TEXT PASSAGE »
◇ ◇ ◇

Sviato-Pokrovske (Свято-Покровське; until 2016 Kirovo, formerly Selimovka, formerly Shakhovka) is a village located in Bakhmut Raion of Donetsk Oblast, eastern Ukraine. Administratively, it is part of Siversk urban hromada, one of the hromadas of Ukraine. According to the 2001 census, the population was 542 inhabitants.

Near the village there is the local botanical reserve "Chalk Vegetation of the village of Kirovo".

== History ==
In the 19th century, the village was called "Shakhovka (Shakhovo)," then "Selimovka (Sulimovka, Selemovka"). The village was the volost center of the Selimovskaya volost, Izyumsky Uyezd, Kharkov Governorate. The village had the Church of the Intercession. Clergymen of the Church of the Intercession.
- 1840 — priest Avtonom Yakovlevich Polnitsky
- 1840 — deacon Maxim Nikolaevich Pivovarov
- 1840 — sexton Pavel Artemovich Popov
- 1896 — priest Petr Yushkov

The Shakhovs were the landowners until 1865, after which the village was sold to Count Stebok. During the Russian invasion of Ukraine, the population of the village fell as numerous families and all remaining children in the village fled or were evacuated.

◇ ◇ ◇

EXERCISE DATA »

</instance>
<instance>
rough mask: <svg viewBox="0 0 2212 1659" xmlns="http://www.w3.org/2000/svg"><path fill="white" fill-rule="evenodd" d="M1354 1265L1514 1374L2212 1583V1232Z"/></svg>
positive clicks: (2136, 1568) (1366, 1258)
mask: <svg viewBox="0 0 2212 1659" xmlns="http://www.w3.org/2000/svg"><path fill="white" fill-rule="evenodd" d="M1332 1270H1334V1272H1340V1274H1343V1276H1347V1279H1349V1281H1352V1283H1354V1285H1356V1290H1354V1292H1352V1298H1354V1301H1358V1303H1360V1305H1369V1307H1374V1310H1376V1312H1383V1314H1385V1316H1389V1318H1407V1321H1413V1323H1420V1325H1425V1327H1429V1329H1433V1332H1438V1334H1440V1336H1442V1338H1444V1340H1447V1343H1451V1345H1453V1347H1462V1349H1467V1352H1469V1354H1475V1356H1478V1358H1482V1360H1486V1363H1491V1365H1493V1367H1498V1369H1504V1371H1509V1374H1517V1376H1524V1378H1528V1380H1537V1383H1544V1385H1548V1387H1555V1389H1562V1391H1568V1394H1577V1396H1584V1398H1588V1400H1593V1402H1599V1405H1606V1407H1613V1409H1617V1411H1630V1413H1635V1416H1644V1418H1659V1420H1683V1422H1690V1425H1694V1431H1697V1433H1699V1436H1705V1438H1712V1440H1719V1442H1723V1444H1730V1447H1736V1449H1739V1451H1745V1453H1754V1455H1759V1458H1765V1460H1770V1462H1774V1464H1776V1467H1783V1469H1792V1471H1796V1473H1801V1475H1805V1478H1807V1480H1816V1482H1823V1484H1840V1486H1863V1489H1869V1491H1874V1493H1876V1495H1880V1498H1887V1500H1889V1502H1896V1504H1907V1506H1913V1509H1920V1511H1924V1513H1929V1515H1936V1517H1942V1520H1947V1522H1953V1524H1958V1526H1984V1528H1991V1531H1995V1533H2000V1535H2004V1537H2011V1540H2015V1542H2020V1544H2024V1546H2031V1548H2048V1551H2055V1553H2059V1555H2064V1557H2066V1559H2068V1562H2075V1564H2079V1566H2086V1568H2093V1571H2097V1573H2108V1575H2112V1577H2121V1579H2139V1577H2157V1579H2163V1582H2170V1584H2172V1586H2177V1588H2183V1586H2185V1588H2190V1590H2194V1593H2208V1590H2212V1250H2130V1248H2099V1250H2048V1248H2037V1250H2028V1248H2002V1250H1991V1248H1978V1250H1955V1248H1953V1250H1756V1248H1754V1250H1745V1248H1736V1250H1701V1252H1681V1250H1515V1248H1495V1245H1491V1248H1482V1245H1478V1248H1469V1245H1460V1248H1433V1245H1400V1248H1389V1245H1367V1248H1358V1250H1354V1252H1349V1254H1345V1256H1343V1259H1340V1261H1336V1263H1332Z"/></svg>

◇ ◇ ◇

TASK TO COMPLETE » In the text about Sviato-Pokrovske, who bought the village after the Shakhovs' ownership ended in 1865?

SOLUTION FOR THIS TASK » Count Stebok